Available data -
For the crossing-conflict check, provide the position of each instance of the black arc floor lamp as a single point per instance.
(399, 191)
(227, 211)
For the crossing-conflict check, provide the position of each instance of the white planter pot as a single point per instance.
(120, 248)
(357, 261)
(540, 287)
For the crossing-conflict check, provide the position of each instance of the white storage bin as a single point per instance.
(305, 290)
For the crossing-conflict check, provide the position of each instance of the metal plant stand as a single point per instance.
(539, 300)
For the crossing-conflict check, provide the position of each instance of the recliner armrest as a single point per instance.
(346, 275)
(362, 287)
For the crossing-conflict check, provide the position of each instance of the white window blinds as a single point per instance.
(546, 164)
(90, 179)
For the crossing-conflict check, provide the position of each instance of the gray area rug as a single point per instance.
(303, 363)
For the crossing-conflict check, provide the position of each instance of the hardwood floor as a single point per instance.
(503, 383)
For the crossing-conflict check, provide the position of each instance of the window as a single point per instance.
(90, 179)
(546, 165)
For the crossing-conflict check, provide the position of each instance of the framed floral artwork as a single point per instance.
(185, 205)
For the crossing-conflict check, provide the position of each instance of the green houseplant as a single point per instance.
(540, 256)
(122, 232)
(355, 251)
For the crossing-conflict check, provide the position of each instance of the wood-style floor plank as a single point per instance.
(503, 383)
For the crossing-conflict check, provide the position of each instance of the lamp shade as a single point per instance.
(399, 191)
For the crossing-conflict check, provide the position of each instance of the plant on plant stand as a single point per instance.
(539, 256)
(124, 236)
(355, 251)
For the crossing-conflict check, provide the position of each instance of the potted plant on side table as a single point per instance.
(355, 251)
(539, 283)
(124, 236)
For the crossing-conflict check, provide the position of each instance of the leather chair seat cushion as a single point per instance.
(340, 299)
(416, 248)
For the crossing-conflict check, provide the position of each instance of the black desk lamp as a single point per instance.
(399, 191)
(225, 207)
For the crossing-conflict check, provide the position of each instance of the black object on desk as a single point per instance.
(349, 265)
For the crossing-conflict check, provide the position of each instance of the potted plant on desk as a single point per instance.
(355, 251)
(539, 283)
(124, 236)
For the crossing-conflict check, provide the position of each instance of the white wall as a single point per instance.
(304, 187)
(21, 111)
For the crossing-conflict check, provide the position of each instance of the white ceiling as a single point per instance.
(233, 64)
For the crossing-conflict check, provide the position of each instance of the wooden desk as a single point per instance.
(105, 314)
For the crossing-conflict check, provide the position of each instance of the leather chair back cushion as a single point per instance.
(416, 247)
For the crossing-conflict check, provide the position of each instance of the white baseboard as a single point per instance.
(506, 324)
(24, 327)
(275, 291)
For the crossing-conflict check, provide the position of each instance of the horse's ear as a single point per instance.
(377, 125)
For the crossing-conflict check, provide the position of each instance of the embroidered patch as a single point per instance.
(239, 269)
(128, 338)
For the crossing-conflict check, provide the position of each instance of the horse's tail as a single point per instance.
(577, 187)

What is required - Give the data again, exactly.

Expected output -
For the crossing-conflict check, provide the position of each instance of the black arc floor lamp as a single point per instance.
(399, 191)
(227, 211)
For the crossing-conflict check, provide the position of each instance of the white planter pot as a single point per instance.
(120, 248)
(357, 261)
(540, 287)
For the crossing-conflict check, provide the position of each instance of the white storage bin as a single point per instance.
(305, 290)
For the crossing-conflict check, provide the position of each instance of the metal plant stand as a single point per instance.
(539, 300)
For the crossing-conflict check, provide the position of each instance of the recliner armrest as a single point per instance.
(346, 275)
(362, 287)
For the crossing-conflict check, provide the position of each instance of the white window blinds as a single point per instance.
(546, 164)
(90, 179)
For the crossing-conflict check, provide the position of each instance of the gray area rug as a single point per instance.
(303, 363)
For the crossing-conflict check, provide the position of each instance of the hardwood floor as a single point per instance.
(503, 383)
For the crossing-conflict check, provide the position of each instance of the window as a single point per instance.
(90, 179)
(546, 165)
For the crossing-conflict check, provide the position of each instance of the framed floral artwork as a single point per instance.
(185, 205)
For the crossing-conflict check, provide the position of each instance of the green houseplant as a single point per instance.
(540, 256)
(122, 232)
(355, 251)
For the crossing-conflict check, provide the position of each instance of the wood-style floor plank as a single point per instance.
(503, 383)
For the crossing-conflict check, provide the position of each instance of the lamp shade as a single point per instance.
(399, 191)
For the crossing-conflict check, provide the position of each instance of the plant on plant stand as a single point per instance.
(539, 256)
(124, 236)
(355, 251)
For the crossing-conflict check, provide the position of each instance of the potted plant on side table as a single point per instance.
(355, 251)
(539, 283)
(124, 236)
For the crossing-conflict check, provide the position of each instance of the leather chair seat cushion as a single point per instance.
(340, 299)
(416, 248)
For the crossing-conflict check, provide the position of each instance of the black desk lamp as a single point per instance.
(399, 191)
(225, 207)
For the crossing-conflict check, provide the position of each instance of the black object on desk as a single point per instance.
(349, 265)
For the crossing-conflict check, provide the position of each instance of the potted plant on desk as a single point per instance.
(355, 251)
(539, 283)
(124, 236)
For the crossing-conflict check, provide the position of each instance of the white wall as a single point per instance.
(304, 187)
(21, 111)
For the crossing-conflict check, provide the position of each instance of the white ceiling as a single point per instance.
(233, 64)
For the crossing-conflict check, provide the position of each instance of the wooden desk as a single point per instance.
(105, 314)
For the crossing-conflict check, provide the position of each instance of the leather chair back cushion as a single point per instance.
(416, 247)
For the crossing-conflict check, provide the position of each instance of the white baseboard as a single point per instance.
(506, 324)
(24, 327)
(275, 291)
For the crossing-conflict check, provide the position of each instance of the horse's ear as a single point per instance.
(377, 125)
For the crossing-conflict check, provide the position of each instance of the embroidered patch as a single point per instance.
(239, 269)
(128, 338)
For the crossing-conflict check, provide the position of each instance of the horse's tail as a single point per instance.
(577, 187)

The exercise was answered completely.